REQUIREMENT:
Reproduce the material below word for word, keeping every line and leaving out the pictures.
++++ DATA SECTION ++++
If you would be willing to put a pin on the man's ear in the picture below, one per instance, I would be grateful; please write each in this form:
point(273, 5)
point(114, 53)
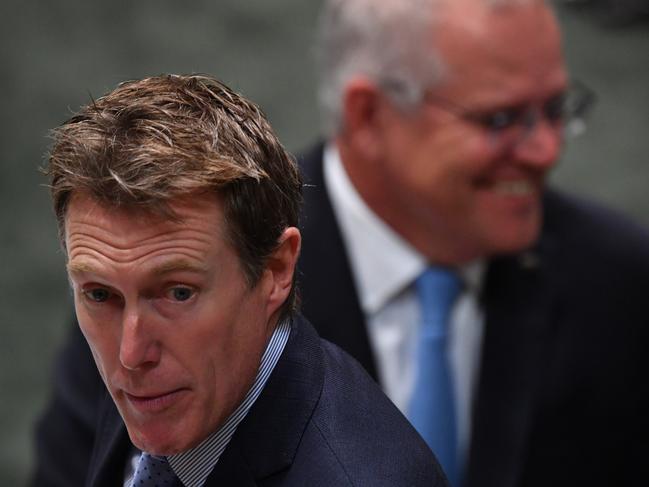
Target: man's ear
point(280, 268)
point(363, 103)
++++
EXERCISE SOLUTION:
If you would be willing to put a pin on the man's ear in the picture below, one per instance, I would be grateful; please write each in this form:
point(273, 5)
point(114, 53)
Target: man's ear
point(280, 268)
point(363, 103)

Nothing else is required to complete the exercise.